PROBLEM STATEMENT :: Find the line containing "Each instance of the woman's navy", then output it and every line after it through the end of the listing below, exactly as written.

Object point labels
+---+

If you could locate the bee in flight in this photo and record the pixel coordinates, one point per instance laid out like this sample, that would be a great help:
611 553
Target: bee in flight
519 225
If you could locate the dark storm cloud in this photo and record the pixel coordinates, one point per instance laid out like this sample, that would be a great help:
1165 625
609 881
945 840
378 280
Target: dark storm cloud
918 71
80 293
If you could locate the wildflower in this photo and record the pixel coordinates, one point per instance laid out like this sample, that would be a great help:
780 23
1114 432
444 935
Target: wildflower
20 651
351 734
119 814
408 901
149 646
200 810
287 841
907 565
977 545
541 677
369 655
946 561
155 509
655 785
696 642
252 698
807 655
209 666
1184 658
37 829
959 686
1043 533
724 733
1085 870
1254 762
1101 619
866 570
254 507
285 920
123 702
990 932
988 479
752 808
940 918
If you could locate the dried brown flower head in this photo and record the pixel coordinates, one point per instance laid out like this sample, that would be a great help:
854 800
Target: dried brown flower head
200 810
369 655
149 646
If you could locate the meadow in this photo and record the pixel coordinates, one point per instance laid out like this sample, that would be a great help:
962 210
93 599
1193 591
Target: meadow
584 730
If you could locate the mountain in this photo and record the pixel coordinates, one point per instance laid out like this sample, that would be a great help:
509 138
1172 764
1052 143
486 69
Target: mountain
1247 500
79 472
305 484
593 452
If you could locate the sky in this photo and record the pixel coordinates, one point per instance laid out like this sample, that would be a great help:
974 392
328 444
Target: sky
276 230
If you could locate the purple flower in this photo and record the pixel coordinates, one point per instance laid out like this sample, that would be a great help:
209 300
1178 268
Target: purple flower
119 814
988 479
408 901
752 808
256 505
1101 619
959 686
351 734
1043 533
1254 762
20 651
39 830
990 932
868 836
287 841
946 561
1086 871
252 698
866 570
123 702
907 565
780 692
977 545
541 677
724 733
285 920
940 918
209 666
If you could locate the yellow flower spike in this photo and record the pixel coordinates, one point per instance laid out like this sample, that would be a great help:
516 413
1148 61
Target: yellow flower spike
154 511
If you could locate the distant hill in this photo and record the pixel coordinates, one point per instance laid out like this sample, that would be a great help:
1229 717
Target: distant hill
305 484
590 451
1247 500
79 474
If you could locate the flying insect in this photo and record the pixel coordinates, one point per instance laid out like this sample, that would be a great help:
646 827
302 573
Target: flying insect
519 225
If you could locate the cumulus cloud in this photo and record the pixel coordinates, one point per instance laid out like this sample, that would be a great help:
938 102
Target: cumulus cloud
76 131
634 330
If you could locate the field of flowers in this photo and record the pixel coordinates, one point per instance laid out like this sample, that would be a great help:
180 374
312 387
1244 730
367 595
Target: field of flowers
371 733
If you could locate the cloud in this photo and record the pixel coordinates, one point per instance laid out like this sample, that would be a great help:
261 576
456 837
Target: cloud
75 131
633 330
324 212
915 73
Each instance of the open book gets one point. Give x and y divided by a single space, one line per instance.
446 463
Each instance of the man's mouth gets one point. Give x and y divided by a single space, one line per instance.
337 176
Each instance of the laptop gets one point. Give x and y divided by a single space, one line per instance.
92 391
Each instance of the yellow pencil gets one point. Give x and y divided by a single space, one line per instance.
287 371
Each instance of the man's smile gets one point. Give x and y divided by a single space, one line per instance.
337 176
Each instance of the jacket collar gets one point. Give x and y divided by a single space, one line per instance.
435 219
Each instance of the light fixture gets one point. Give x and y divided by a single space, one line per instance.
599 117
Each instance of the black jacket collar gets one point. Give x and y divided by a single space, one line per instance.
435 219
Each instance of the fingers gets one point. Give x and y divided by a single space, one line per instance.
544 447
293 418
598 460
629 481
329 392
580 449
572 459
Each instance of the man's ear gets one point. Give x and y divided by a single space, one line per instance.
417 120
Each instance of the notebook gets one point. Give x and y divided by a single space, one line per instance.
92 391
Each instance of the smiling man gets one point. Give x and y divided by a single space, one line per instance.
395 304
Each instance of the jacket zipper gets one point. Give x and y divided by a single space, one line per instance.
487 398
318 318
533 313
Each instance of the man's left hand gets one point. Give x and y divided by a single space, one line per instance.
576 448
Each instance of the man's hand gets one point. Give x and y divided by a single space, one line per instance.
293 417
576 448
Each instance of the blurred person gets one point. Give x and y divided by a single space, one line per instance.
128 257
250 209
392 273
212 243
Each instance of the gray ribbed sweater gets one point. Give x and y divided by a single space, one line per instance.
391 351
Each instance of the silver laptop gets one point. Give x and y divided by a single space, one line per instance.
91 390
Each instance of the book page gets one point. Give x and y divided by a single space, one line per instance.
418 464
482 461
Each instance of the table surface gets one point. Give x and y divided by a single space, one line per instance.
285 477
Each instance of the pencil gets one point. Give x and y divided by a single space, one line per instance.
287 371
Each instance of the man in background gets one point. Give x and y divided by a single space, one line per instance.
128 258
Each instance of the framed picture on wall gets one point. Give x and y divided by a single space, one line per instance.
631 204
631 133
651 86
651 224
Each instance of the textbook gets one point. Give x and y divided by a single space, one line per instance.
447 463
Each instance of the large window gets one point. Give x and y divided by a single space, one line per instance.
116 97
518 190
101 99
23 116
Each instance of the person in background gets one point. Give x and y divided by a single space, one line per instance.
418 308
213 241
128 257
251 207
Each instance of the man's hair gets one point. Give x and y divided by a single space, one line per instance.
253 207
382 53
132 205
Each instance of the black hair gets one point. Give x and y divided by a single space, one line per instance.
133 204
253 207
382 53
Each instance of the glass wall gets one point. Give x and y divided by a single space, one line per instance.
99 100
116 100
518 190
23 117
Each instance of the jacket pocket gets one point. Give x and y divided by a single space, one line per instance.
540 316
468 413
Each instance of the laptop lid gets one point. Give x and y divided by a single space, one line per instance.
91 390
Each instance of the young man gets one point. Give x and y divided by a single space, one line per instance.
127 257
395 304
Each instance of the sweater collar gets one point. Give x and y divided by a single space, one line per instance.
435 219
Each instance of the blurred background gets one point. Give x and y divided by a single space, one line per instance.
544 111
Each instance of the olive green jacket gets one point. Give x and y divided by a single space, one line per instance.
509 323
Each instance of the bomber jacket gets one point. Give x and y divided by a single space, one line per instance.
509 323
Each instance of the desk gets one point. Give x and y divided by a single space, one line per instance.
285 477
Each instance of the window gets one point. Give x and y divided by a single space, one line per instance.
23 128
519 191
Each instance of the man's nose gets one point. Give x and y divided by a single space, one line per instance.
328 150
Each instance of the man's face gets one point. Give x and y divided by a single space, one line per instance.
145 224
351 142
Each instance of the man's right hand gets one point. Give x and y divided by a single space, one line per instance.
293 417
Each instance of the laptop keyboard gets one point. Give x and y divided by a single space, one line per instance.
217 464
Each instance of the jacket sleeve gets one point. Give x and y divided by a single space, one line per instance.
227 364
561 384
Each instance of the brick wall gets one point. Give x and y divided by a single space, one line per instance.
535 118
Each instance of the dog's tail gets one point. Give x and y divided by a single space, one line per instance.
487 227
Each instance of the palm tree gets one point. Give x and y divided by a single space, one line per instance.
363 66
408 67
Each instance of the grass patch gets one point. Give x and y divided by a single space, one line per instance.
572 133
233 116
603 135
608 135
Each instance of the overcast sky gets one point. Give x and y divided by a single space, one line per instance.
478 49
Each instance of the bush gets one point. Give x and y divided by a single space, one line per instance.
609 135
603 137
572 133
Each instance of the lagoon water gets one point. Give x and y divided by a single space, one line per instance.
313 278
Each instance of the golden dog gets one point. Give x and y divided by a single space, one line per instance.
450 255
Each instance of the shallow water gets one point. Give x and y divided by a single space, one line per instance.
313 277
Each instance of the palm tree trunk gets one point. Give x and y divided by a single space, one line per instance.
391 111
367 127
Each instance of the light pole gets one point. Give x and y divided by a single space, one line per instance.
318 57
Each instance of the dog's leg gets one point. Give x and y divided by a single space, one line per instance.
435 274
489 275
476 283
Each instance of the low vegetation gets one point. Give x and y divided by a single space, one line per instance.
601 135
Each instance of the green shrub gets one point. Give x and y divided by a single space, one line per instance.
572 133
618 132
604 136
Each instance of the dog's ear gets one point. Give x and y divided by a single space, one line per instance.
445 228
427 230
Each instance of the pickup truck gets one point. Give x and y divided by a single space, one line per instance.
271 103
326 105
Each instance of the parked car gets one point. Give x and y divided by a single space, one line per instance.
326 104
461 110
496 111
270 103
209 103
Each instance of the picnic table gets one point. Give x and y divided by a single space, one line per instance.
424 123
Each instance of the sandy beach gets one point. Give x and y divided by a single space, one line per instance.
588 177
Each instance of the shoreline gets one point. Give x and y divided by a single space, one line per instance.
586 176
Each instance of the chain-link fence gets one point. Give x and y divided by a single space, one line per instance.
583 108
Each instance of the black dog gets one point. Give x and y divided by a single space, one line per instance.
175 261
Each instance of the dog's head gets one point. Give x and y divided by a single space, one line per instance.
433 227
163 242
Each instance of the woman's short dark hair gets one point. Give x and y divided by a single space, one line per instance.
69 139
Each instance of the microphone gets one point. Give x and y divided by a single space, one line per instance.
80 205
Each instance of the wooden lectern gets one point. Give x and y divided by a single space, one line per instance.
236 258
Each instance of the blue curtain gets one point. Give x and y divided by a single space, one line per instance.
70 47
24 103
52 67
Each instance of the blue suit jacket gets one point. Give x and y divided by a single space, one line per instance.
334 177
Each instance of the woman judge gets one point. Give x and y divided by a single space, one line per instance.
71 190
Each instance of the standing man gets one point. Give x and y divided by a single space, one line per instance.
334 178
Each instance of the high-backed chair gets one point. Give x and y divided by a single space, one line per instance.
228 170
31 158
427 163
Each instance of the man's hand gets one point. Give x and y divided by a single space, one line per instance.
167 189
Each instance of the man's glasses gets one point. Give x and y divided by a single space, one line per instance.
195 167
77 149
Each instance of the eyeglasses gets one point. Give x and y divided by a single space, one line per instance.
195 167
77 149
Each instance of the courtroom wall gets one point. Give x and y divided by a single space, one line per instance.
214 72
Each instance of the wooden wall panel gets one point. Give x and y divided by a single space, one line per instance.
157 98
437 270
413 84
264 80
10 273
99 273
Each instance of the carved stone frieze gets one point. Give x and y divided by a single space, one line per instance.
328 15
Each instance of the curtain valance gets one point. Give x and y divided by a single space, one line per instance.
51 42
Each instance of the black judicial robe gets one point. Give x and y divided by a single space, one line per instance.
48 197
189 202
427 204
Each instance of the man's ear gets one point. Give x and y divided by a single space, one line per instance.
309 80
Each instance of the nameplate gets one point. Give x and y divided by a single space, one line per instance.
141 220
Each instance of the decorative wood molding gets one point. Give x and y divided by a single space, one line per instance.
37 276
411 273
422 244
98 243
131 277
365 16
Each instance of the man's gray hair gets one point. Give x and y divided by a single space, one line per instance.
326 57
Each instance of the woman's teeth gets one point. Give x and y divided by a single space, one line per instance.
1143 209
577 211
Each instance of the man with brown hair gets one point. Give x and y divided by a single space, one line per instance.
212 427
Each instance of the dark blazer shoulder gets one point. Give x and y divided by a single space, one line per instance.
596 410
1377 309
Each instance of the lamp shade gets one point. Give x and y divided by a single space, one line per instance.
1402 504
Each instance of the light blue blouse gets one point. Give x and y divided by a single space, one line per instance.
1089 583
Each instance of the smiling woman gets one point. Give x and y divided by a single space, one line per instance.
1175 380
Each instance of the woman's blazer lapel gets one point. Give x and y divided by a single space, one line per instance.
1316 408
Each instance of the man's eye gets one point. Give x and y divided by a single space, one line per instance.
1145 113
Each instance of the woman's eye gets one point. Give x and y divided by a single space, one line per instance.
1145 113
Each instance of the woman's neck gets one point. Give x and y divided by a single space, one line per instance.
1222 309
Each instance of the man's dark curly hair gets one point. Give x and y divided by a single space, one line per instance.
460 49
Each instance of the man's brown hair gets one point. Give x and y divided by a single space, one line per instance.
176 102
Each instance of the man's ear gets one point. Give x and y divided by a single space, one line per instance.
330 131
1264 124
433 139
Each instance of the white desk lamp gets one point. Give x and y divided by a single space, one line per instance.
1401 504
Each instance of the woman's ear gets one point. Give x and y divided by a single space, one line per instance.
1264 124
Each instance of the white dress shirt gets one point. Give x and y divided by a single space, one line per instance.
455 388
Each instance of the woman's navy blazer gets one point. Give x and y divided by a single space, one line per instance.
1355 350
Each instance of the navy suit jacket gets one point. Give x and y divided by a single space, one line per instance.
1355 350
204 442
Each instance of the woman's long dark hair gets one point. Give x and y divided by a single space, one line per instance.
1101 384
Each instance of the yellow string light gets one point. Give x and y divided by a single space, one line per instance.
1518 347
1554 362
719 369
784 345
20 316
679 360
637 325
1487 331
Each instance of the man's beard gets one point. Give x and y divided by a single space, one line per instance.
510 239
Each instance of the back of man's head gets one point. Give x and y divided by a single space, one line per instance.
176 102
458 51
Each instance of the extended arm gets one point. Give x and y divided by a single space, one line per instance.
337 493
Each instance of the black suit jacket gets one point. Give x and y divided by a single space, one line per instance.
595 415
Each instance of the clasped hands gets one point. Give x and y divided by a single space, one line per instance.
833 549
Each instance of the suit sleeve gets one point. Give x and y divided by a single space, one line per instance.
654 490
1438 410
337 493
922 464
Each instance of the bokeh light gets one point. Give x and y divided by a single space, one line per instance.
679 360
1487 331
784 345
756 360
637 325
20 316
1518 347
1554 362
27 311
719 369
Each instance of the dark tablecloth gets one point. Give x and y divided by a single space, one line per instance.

+---+

EXPECTED ANSWER ::
Each instance of the woman's navy blazer gets one point. Give x and y divided by a single space, one line per instance.
1355 350
Each instance of the navy suit jacket gets one point. Give x and y divided by a single space, one line per instance.
1355 350
204 442
Each instance of the woman's long dark hair gets one point. Give x and y divided by a single space, one line per instance.
1101 384
Each instance of the yellow string light gets one point. Give x and y divided by a single space, one line per instance.
1518 347
1554 362
719 369
784 345
20 316
679 360
637 325
1487 331
Each instance of the man's beard gets one point. Give x and y divided by a single space, one line per instance.
510 239
Each instance of the back of man's head gets one point. Give x and y divided by a single space, one line per instance.
176 102
458 51
Each instance of the extended arm gets one point. Give x and y divided by a single space, one line per instance.
337 493
Each instance of the black suit jacket gets one point. Give x and y divided by a single space, one line per instance.
595 415
Each instance of the clasped hands gets one point. Give x and y divided by a single space, one line per instance.
833 549
Each instance of the suit sleeve gets one point. Give x and y divided by a single space, one line per instance.
654 490
1438 410
337 493
922 464
Each instance of the bokeh light gets one point. Give x and y divided by a single space, one line per instance.
679 360
1487 331
784 345
756 360
637 325
20 316
1518 347
1554 362
27 311
719 369
Each instance of the dark tablecloth gets one point. Give x and y divided by a single space, one line per instance.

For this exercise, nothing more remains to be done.